▶ [TASK TO COMPLETE]:
Copy all of the data that follows without altering a word.

Extracted records:
--------------------------------

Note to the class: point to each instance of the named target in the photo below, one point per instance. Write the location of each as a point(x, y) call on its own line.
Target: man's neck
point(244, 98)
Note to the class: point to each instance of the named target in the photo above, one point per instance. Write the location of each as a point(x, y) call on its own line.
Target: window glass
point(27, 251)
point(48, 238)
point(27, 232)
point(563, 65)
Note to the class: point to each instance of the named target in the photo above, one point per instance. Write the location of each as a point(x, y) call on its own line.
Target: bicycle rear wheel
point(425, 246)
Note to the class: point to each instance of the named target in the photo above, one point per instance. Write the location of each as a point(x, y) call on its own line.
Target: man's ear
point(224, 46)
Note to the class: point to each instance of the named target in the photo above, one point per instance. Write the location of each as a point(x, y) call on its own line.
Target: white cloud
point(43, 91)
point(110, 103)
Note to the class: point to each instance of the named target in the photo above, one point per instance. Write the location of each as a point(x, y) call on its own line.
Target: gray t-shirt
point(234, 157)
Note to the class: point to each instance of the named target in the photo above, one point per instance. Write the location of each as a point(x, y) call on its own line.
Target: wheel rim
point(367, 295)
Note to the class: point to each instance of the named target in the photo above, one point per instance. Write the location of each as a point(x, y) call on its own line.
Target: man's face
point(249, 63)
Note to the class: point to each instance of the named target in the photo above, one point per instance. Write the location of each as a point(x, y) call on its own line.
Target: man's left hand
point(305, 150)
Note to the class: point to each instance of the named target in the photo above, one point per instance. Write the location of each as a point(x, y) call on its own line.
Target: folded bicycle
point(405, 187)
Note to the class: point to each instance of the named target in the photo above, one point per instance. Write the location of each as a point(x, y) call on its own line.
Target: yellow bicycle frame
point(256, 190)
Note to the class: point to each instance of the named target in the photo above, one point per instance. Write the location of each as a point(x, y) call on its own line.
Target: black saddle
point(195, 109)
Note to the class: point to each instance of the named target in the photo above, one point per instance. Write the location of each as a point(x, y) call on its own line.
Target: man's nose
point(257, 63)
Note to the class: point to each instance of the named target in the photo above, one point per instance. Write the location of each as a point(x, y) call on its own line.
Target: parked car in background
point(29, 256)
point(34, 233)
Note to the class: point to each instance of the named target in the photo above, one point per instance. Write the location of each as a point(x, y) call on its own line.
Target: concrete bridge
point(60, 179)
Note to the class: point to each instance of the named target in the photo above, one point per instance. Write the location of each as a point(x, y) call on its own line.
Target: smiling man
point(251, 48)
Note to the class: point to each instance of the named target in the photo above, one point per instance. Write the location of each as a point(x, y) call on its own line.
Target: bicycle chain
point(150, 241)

--------------------------------

▶ [WRITTEN ANSWER]:
Note to the class: point to each instance of the named target in the photo below, one point per instance. Write the location of each as a point(x, y) call on its own line.
Target: man's neck
point(244, 98)
Note to the class: point to each instance of the named target in the photo above, one point per instance. Write the location of each as a point(x, y) call on its own line.
Target: window glass
point(27, 251)
point(48, 238)
point(27, 232)
point(563, 65)
Note to the class: point to each instance of the named target in the photo above, one point per instance. Write the location of each as a point(x, y) call on its own line.
Target: bicycle rear wheel
point(425, 246)
Note to the class: point to each instance of the named target in the photo above, one point per instance. Write the location of each as a point(x, y) call on its own line.
Target: man's ear
point(224, 46)
Note to the class: point to each instance of the named target in the photo above, one point per instance. Write the location of each as a point(x, y) call on its own line.
Target: white cloud
point(43, 91)
point(110, 103)
Note to the class: point to each instance of the named target in the photo above, one point per instance. Write the location of each as a point(x, y) call on its own line.
Target: gray t-shirt
point(234, 157)
Note to the class: point to each instance of the named target in the photo above, one point per instance. Write the location of each as a point(x, y) call on its own line.
Target: wheel rim
point(367, 295)
Note to the class: point to each instance of the named target in the photo above, one point per instance. Write the location of each as a point(x, y) call on its own line.
Target: man's face
point(249, 63)
Note to the class: point to each instance of the named target in the photo above, one point per instance. Write the location of each as a point(x, y) call on its own line.
Target: man's left hand
point(305, 150)
Note to the class: point to each instance of the named target in the photo above, one point per instance. Write the location of each as a point(x, y) call on its own line.
Target: folded bicycle
point(405, 187)
Note to the class: point to each instance of the named target in the photo above, one point per instance. Write the location of each as a point(x, y) call on its own line.
Target: yellow bicycle frame
point(256, 190)
Note to the class: point to each instance of the named target in the photo above, one point per instance. Write the location of each as a point(x, y) call on its own line.
Target: black saddle
point(195, 109)
Note to the class: point to each instance of the named target in the photo above, one point per instance. Write the location of each as a point(x, y) call on its own line.
Target: man's nose
point(257, 63)
Note to the class: point to each instance of the named target in the photo above, one point per instance. Write the location of each as a point(x, y) call on its own line.
Target: parked car in background
point(29, 256)
point(34, 233)
Note to the class: point to each instance of the named target in the photo above, one point per instance. Write the location of each as a point(x, y) call on its own line.
Target: concrete bridge
point(60, 179)
Note to the class: point to each instance of the named target in the photo above, one point per instance. Write the location of each as a point(x, y) call on its own line.
Target: smiling man
point(251, 48)
Note to the class: point to each instance of the named target in the photo above, one point per instance. Write the location of each as a point(x, y) call on its own line.
Target: bicycle chain
point(150, 241)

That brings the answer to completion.